▼▼▼

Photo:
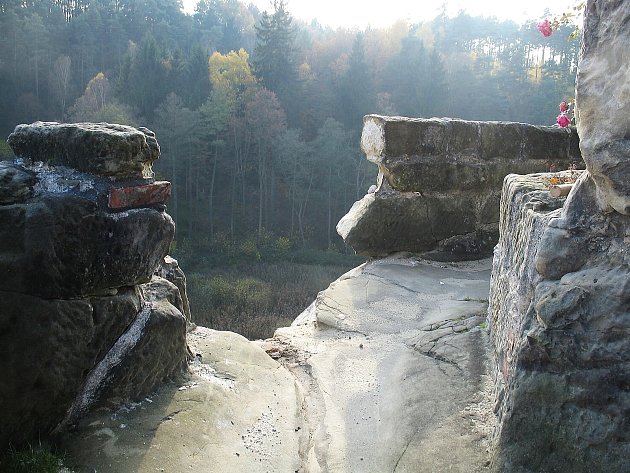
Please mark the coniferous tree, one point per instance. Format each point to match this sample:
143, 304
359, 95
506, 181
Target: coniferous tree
275, 54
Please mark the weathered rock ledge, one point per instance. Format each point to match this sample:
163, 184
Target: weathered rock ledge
385, 371
559, 323
439, 182
85, 320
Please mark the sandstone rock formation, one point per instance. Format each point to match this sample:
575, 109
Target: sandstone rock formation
84, 319
385, 371
439, 182
559, 295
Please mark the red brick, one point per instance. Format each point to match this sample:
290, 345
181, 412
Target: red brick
139, 196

▲▲▲

GOAL OF THE EXERCISE: Set the pictures aside and reproduce the data above exactly.

ANSWER FOR THIS EXERCISE:
Photo:
Please mark the coniferous tree, one point per instance. Format each point to match this sample:
143, 304
359, 95
506, 181
Target: coniferous tree
275, 54
Please mark the weathered rock ledge, one point per instance. Format each point to match this sample:
163, 184
Target: weathered rock ledge
385, 371
559, 323
439, 182
85, 320
Please mark the sandstone rock formation, one point per instance. Format each point to match this sample:
575, 109
Target: sandstone rock formation
84, 319
385, 371
439, 182
559, 295
Please mark the red brick, one point per instance. Format each point to match this sample:
290, 345
181, 412
Target: red brick
139, 196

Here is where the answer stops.